Oral hygiene Posts

Dental Bleaching
Natascia Raciti Fabio Cozzolino

Dental hypersensitivity
Natascia Raciti

Dental Bleaching

Dental Bleaching


The natural tooth color is determined by an inherent component associated with the enamel and dentin light absorption and diffusion optical properties and is influenced by the presence of surface or internal colour differences. Tooth bleaching is a highly conservative aesthetic treatment, with a favourable cost-advantage ratio, allowing the removal of all the organic components responsible of the pigmentations staining the teeth. It needs a preliminary clinical intraoral examination and a correct diagnosis and supervision by the dentist. Fundamental elements for the successful outcome of the treatment, patient related (personal needs, age, expectations, means) and operator related (product availability, knowledge of materials science), concur to the planning of a well suited therapeutic plan. Visible tooth pigmentations are not only an aesthetic problem but can also become a physical handicap and go further on and generate a self-image distortion with subsequent lack of confidence. Because of these reasons tooth bleaching has widely spread, becoming one of the most popular and successful aesthetic treatments. The growing public interest for smile beauty has been supported by a development and distribution of specialized and differentiated commercial products along with new application methodologies and dental bleaching procedure in the dentists’ clinical practice.

★ ★ ★

## Work to complete
Transcribe the dental bleaching text above in full, without any changes. The listing that follows has no connection to the dental bleaching text.

★ ★ ★

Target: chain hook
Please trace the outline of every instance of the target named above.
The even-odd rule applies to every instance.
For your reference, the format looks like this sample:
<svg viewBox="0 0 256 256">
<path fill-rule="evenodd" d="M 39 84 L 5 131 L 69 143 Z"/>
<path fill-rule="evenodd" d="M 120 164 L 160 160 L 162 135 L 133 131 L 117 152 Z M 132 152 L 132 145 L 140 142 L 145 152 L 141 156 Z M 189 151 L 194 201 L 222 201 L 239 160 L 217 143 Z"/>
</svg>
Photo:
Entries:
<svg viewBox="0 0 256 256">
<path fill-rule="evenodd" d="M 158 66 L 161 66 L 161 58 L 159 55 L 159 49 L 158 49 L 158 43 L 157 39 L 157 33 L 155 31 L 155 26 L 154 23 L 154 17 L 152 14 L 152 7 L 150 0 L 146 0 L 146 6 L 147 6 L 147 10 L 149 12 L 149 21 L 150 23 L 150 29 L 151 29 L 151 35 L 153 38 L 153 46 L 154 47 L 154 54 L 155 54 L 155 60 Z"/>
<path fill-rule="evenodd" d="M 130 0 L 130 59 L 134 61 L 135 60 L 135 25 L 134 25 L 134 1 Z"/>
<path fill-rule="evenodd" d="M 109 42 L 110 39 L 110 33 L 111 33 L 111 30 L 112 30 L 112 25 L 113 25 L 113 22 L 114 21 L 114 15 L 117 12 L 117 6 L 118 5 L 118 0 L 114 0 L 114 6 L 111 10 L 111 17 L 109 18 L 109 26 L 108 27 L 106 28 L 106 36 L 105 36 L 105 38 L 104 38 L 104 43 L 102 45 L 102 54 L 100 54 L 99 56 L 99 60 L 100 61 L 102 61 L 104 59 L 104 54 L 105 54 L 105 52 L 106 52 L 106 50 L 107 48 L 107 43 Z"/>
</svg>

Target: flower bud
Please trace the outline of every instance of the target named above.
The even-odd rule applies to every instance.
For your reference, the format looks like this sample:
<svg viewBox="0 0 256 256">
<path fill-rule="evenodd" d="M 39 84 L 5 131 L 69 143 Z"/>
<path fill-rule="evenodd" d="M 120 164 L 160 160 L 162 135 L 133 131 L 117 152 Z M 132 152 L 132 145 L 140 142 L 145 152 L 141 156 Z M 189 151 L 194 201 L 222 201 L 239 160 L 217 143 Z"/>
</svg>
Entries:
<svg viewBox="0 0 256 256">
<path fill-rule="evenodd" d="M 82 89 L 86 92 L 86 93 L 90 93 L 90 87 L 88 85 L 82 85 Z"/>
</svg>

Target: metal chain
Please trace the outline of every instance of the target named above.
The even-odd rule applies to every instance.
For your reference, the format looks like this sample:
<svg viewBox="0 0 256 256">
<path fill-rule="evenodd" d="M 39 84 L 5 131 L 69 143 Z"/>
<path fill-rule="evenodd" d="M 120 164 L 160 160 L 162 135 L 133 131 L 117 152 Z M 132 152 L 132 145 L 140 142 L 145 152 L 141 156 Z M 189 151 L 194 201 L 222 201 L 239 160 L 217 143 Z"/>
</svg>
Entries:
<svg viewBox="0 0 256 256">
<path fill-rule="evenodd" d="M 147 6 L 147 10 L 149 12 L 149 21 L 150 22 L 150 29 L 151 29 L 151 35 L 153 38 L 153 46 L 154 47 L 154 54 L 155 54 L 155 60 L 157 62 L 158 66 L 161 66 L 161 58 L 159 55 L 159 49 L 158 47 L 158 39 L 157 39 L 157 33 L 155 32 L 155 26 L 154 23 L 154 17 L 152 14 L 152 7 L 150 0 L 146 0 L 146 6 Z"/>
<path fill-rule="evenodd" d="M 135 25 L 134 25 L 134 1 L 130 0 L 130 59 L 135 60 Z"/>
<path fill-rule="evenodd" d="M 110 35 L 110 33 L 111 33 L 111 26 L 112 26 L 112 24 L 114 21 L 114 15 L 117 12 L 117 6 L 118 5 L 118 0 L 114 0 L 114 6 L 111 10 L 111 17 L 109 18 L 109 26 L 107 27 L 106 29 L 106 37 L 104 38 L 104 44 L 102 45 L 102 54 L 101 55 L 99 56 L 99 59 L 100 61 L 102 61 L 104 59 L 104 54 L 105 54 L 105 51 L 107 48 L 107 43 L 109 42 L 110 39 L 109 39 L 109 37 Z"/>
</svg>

★ ★ ★

## Task answer
Oral hygiene Posts

Dental Bleaching
Natascia Raciti Fabio Cozzolino

Dental hypersensitivity
Natascia Raciti

Dental Bleaching

Dental Bleaching


The natural tooth color is determined by an inherent component associated with the enamel and dentin light absorption and diffusion optical properties and is influenced by the presence of surface or internal colour differences. Tooth bleaching is a highly conservative aesthetic treatment, with a favourable cost-advantage ratio, allowing the removal of all the organic components responsible of the pigmentations staining the teeth. It needs a preliminary clinical intraoral examination and a correct diagnosis and supervision by the dentist. Fundamental elements for the successful outcome of the treatment, patient related (personal needs, age, expectations, means) and operator related (product availability, knowledge of materials science), concur to the planning of a well suited therapeutic plan. Visible tooth pigmentations are not only an aesthetic problem but can also become a physical handicap and go further on and generate a self-image distortion with subsequent lack of confidence. Because of these reasons tooth bleaching has widely spread, becoming one of the most popular and successful aesthetic treatments. The growing public interest for smile beauty has been supported by a development and distribution of specialized and differentiated commercial products along with new application methodologies and dental bleaching procedure in the dentists’ clinical practice.